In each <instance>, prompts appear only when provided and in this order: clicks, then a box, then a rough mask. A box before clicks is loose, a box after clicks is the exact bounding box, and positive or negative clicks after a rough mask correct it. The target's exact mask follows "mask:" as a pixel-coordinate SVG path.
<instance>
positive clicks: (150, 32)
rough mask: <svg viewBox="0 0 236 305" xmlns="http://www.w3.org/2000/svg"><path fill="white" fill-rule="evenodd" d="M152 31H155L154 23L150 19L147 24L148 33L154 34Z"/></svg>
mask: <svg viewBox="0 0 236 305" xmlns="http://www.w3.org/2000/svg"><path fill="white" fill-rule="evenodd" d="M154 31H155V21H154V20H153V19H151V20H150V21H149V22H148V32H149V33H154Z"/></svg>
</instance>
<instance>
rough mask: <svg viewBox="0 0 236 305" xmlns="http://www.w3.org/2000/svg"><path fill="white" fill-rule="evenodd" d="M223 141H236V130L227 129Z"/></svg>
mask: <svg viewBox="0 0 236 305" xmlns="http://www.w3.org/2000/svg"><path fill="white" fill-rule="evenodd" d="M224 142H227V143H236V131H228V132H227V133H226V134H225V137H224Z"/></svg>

________________________________________

**About this task:**
Set down, character for character, everything from the line containing "</instance>" down to the end of the material, both ends included.

**Task answer:**
</instance>
<instance>
rough mask: <svg viewBox="0 0 236 305" xmlns="http://www.w3.org/2000/svg"><path fill="white" fill-rule="evenodd" d="M223 141H236V130L227 129Z"/></svg>
mask: <svg viewBox="0 0 236 305" xmlns="http://www.w3.org/2000/svg"><path fill="white" fill-rule="evenodd" d="M224 142H227V143H236V131H228V132H227V133H226V134H225V137H224Z"/></svg>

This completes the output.